● TASK REQUIREMENTS:
The answer is an exact repeat of the entries below, with the pictures omitted.

Dataset entries
=-=-=

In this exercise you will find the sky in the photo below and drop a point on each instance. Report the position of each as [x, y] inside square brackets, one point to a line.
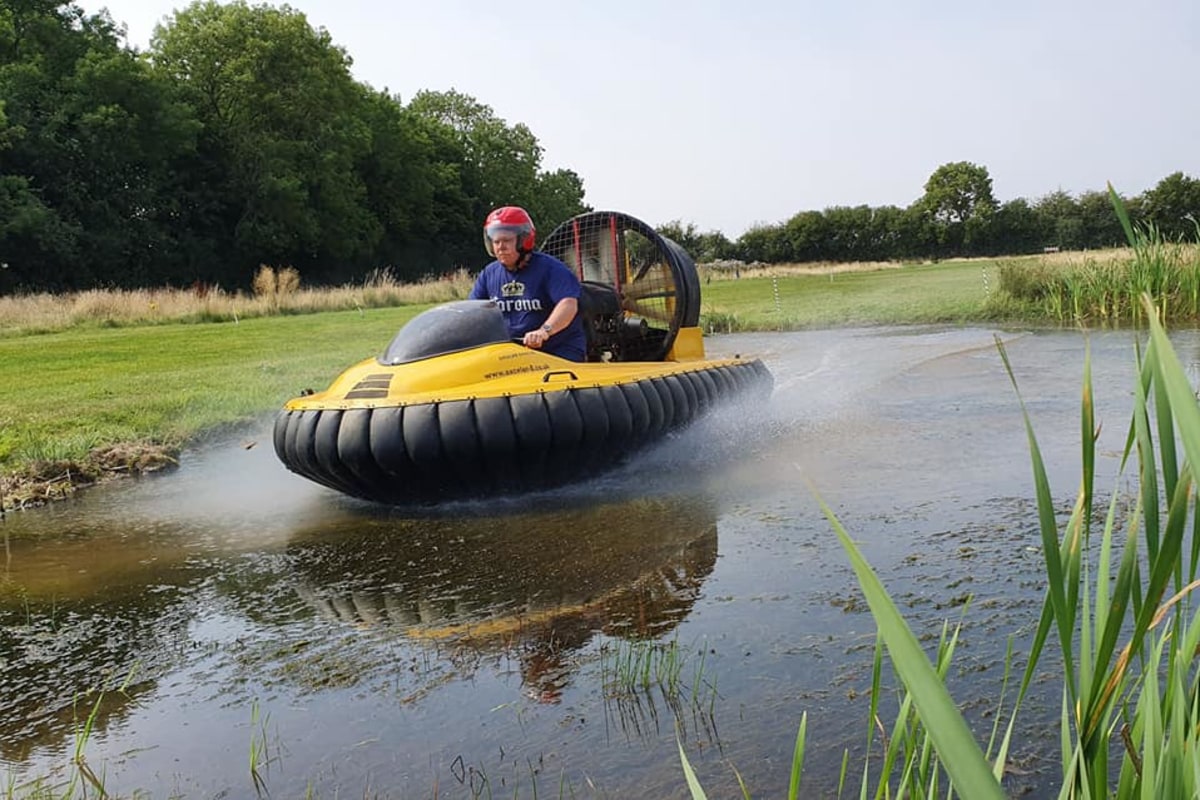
[729, 115]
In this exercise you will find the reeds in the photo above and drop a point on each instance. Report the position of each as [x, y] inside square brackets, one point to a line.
[1103, 290]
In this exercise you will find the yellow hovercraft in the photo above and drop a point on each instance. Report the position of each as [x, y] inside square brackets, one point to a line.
[454, 408]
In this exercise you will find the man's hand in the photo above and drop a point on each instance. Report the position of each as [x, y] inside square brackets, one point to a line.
[535, 338]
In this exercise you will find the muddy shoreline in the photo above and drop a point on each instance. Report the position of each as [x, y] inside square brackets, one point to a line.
[47, 481]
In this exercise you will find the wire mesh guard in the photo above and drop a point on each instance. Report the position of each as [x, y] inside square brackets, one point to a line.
[639, 287]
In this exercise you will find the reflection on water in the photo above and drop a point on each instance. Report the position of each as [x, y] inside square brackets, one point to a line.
[539, 587]
[401, 651]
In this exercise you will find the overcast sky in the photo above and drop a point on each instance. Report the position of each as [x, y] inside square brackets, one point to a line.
[729, 114]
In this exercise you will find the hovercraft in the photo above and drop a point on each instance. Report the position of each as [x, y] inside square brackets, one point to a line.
[454, 408]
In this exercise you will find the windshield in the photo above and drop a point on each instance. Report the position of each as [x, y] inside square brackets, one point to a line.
[444, 329]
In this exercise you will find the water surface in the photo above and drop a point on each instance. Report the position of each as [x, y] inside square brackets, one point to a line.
[231, 607]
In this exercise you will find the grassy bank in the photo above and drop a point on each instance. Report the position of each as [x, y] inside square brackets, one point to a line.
[97, 383]
[67, 397]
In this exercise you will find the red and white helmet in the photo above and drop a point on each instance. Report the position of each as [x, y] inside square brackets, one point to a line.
[510, 220]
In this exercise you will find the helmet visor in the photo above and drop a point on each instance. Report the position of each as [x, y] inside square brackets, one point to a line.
[502, 233]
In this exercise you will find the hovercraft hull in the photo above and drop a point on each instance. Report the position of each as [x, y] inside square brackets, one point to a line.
[529, 421]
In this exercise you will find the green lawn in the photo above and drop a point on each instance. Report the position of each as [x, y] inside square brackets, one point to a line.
[929, 293]
[64, 395]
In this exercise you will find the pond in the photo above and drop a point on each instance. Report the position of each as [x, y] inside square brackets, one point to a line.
[231, 629]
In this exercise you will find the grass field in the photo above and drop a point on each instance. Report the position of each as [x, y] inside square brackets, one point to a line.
[97, 383]
[928, 293]
[66, 396]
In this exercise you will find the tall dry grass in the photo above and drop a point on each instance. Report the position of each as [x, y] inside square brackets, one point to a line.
[275, 292]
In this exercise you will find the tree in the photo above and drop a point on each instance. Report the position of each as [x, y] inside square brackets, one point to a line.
[1102, 227]
[959, 203]
[1060, 221]
[1174, 205]
[501, 162]
[283, 132]
[91, 139]
[558, 196]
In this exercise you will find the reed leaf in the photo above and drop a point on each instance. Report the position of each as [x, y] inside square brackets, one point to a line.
[957, 749]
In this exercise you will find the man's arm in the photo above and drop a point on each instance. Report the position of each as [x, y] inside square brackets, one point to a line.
[561, 316]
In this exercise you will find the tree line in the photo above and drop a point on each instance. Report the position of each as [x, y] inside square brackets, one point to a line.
[957, 216]
[240, 138]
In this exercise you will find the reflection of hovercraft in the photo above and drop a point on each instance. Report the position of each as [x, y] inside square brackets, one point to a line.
[455, 408]
[538, 587]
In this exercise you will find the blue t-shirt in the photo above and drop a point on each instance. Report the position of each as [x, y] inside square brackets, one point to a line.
[527, 296]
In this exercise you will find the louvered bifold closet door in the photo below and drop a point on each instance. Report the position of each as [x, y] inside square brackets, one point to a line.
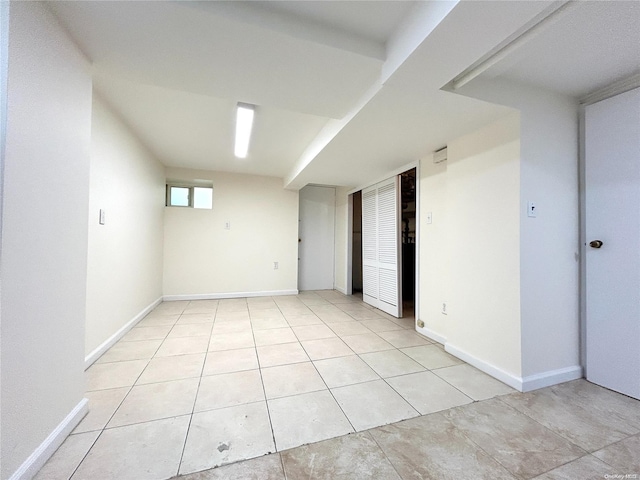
[380, 246]
[369, 246]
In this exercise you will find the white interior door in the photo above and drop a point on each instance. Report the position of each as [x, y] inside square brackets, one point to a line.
[316, 238]
[612, 212]
[381, 284]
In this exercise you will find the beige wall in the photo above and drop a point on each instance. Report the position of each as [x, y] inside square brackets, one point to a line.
[44, 237]
[124, 254]
[203, 258]
[469, 254]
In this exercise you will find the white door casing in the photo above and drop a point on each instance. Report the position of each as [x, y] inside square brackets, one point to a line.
[381, 275]
[316, 233]
[612, 216]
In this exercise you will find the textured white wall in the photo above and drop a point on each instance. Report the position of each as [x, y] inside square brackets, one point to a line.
[469, 255]
[202, 257]
[44, 241]
[125, 254]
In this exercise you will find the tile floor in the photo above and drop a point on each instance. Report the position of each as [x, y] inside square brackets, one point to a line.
[206, 383]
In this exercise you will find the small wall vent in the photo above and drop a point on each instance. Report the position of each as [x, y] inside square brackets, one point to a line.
[440, 156]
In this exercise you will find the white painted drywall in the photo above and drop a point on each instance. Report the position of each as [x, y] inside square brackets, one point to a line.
[201, 257]
[469, 254]
[341, 238]
[125, 254]
[44, 238]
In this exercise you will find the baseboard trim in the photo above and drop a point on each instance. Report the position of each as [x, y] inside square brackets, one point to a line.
[108, 343]
[46, 449]
[522, 384]
[497, 373]
[427, 332]
[219, 296]
[551, 377]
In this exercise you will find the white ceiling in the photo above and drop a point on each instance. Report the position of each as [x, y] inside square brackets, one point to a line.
[345, 91]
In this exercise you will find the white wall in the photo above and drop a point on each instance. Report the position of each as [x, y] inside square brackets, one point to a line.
[550, 242]
[341, 239]
[201, 257]
[469, 254]
[125, 254]
[44, 237]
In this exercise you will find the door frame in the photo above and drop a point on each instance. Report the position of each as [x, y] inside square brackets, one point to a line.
[397, 171]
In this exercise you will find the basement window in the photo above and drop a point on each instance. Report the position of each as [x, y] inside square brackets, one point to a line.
[190, 196]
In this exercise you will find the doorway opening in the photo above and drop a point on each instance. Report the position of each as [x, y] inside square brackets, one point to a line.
[408, 236]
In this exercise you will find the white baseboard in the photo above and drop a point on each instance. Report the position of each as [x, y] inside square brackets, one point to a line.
[552, 377]
[432, 335]
[108, 343]
[526, 384]
[497, 373]
[39, 457]
[219, 296]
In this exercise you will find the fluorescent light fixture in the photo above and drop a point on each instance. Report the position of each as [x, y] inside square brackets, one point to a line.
[244, 124]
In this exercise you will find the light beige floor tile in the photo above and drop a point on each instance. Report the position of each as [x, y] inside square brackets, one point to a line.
[146, 333]
[313, 332]
[369, 342]
[430, 447]
[171, 308]
[68, 456]
[293, 379]
[145, 451]
[164, 369]
[268, 323]
[156, 320]
[306, 418]
[231, 341]
[472, 382]
[113, 375]
[183, 346]
[228, 361]
[372, 404]
[520, 444]
[283, 354]
[191, 330]
[391, 363]
[326, 348]
[624, 456]
[229, 389]
[274, 336]
[232, 316]
[243, 326]
[102, 406]
[428, 393]
[404, 338]
[139, 350]
[343, 329]
[431, 356]
[303, 320]
[380, 325]
[218, 437]
[590, 416]
[189, 318]
[338, 372]
[353, 457]
[156, 401]
[585, 468]
[267, 467]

=-=-=

● ANSWER BOX:
In this exercise you will find the sky in the photo below and drop a point on each instance. Report the position of each as [x, y] inside square brackets, one point to a line.
[729, 115]
In this exercise you will find the reeds in the photo above and drop a point on each instance. Report the position of each as [x, y] inside square brackets, one point to a line.
[1103, 290]
In this exercise you will find the yellow hovercraft in the photo above and drop a point on each instance. Report the position of each as [x, y] inside square brackets, one point to a line.
[454, 408]
In this exercise you will find the man's hand in the photo above and drop a point on each instance. Report the position of each as [x, y] inside square brackets, one point to a line.
[535, 338]
In this exercise you will find the muddy shoreline in the photo above and drop a point on each instance. Report the position of each as [x, y] inside square brackets, one point to a line.
[47, 481]
In this exercise you will find the wire mesh guard in the photo above and drop a point on each instance. Report the position of each as [x, y] inside square brackets, one point to a line.
[639, 287]
In this exercise you will find the reflection on water in the photo above and drop a point on each instance. Report the position of each as [x, y] inside square brackets, one point to a line.
[539, 587]
[401, 651]
In this exercise you will find the overcast sky in the photo above and drop a point on each instance. Report the position of each as [x, y] inside square brackets, one point to a line.
[729, 114]
In this exercise you will find the hovercraft in the photo above and drop a point on each instance. Report the position of each as [x, y] inside square brackets, one point to a line.
[454, 408]
In this exercise you will find the windshield in the photo above and drop a point on each instance. Report the position of each as [x, y] inside square brackets, one point to a line.
[444, 329]
In this exercise you will find the water surface in the photo above and drop a point on each instance. Report the position of each as [x, y] inside square brackets, one point to a line.
[231, 607]
In this exercise you will find the grassy bank in the photo above and drop a point on each instance. Report the position of each as [x, y] inside square brackets, one point to a line.
[97, 383]
[67, 397]
In this exercise you will find the red and white helmet in the photo above and drop a point on each instance. Report the position of each as [x, y] inside square brackets, one point to a line.
[510, 220]
In this exercise you will find the helmet visor in the photo above and drop a point on each instance. Report the position of each as [x, y] inside square brackets, one point to a line.
[502, 233]
In this exercise you will find the hovercraft hull in the photo above and drop a point on each instance. Report the position of each as [x, y] inside square brackets, one point to a line.
[529, 421]
In this exercise you will find the green lawn in the photo above and drop a point on each instance. Report the position of each as [x, y] inside square brackets, one point to a line.
[929, 293]
[64, 395]
In this exercise you will find the pond in the photo above and drop a point on each instance. Report the position of each as [x, y] inside square brackets, one point to a line.
[231, 629]
In this exercise you will find the grass field in the photo above and drop a point on each instance. Report the position of each as [x, y] inside square brackets, one point to a line.
[97, 383]
[928, 293]
[66, 396]
In this exercise you will find the tall dry grass in the photo above and drop a point on each instance. Report the position of each as [x, y] inside square brackets, one point to a line.
[275, 292]
In this exercise you will find the tree in the photo above and drop a point on each instance. Report the position of each as [x, y] inside square brackets, one point to a line.
[1102, 227]
[959, 203]
[1060, 221]
[1174, 205]
[501, 162]
[283, 132]
[91, 139]
[558, 196]
In this exercise you will find the reed leaf in the photo above and drop a point on each instance. Report the position of each as [x, y] inside square brackets, one point to a line.
[957, 749]
In this exercise you will find the man's arm in the photo above and drop a point on each instance. Report the position of each as [x, y] inside square brackets, one point to a line.
[561, 316]
In this exercise you will find the tree line in the photo above and drop a point on each instance. Report the position of each as [x, y] inside square brackets, one point to a line.
[957, 216]
[240, 138]
In this exercise you will find the reflection of hovercraft in the photo above and drop a point on each instance. Report the position of each as [x, y] inside square brackets, one point to a line.
[455, 408]
[538, 587]
In this exercise you will find the blue t-shirt in the photo above and drop a point on each instance. Report the position of each as [x, y] inside square brackets, one point to a line.
[527, 296]
In this exercise you will find the louvered bifold closet door in the photo below and drop a point on each instance. Report the position of each as [x, y] inside square brackets, one point to a line.
[380, 246]
[369, 246]
In this exercise you will find the white interior door in the photo above and drop a point on each instance. Report the position of each as [x, y] inside square brackets, one point to a line.
[316, 238]
[612, 212]
[381, 284]
In this exercise you will find the beige wall in the photo above and drop a point on each instance. Report the position of each as [x, y] inside square brackets, one point to a line.
[44, 237]
[124, 254]
[203, 258]
[469, 254]
In this exercise you will find the white door casing in the photo above and drop a point on each instance. Report the position of each as [x, y] inside square brackets, one point to a line.
[381, 275]
[316, 233]
[612, 216]
In this exercise you will find the textured white wall in the photo above and drop a point on each instance. Report the position of each as [x, y] inside square brackets, one point to a line.
[469, 255]
[202, 257]
[44, 241]
[125, 254]
In this exercise you will find the tile floor in the photo above and drop a point on each instance. Report the position of each as [x, y] inside square brackets, one point to a line.
[206, 383]
In this exercise you will find the small wall vent in the photo above and drop a point on each instance. Report the position of each as [x, y] inside square brackets, one point to a line.
[440, 156]
In this exercise you will find the white painted drywall in the photo above and drop a point on each instance. Report the position of each as [x, y] inside square brackets, one point to a line.
[201, 257]
[469, 254]
[341, 238]
[125, 254]
[44, 238]
In this exercise you will find the baseboard trim in the photo above and drop a point on each instance. Report the position of each as [x, y] inside square brackets, one point to a line.
[108, 343]
[46, 449]
[522, 384]
[497, 373]
[427, 332]
[219, 296]
[551, 377]
In this exercise you will find the white ceiling in the photo above and drop a point on each instance. Report the position of each as [x, y] inside square brackets, one point to a line.
[345, 91]
In this exercise you will find the white wall in the photo above and drop a point on each instance. Report the position of each as [x, y] inside square brackets, one point to a line.
[550, 242]
[341, 239]
[201, 257]
[469, 254]
[125, 254]
[44, 237]
In this exercise you will find the door frame in the photo above and drop a point on each instance. Report the position of each as [x, y] inside square brackets, one point to a line.
[397, 171]
In this exercise you will find the basement window in the photo above and drop a point on each instance. Report the position of each as [x, y] inside square brackets, one point to a line.
[190, 196]
In this exercise you will find the doorway opening in the photo above and drop a point on each instance. Report the position of each as [x, y] inside square brackets, one point to a line.
[408, 236]
In this exercise you will find the white baseboard in the photo above and drop a point on each instance. Report the position of each as [x, y] inside square brackets, one point to a line.
[552, 377]
[432, 335]
[108, 343]
[526, 384]
[497, 373]
[39, 457]
[219, 296]
In this exercise you will find the fluorescent light fixture in the photo above and drop a point on each instance. Report the position of each as [x, y] inside square brackets, one point to a line.
[244, 124]
In this exercise you will find the light beige floor tile in the photo above and drop a point on each instance. Report the position of each as [x, y] inside square brackets, one point to a line.
[146, 333]
[313, 332]
[369, 342]
[430, 447]
[171, 308]
[68, 456]
[293, 379]
[145, 451]
[164, 369]
[268, 323]
[156, 320]
[306, 418]
[231, 341]
[472, 382]
[113, 375]
[183, 346]
[228, 361]
[372, 404]
[520, 444]
[283, 354]
[191, 330]
[391, 363]
[326, 348]
[624, 456]
[229, 389]
[274, 336]
[232, 316]
[243, 326]
[102, 406]
[428, 393]
[404, 338]
[139, 350]
[343, 329]
[431, 356]
[303, 320]
[380, 325]
[218, 437]
[590, 416]
[189, 318]
[338, 372]
[353, 457]
[156, 401]
[585, 468]
[267, 467]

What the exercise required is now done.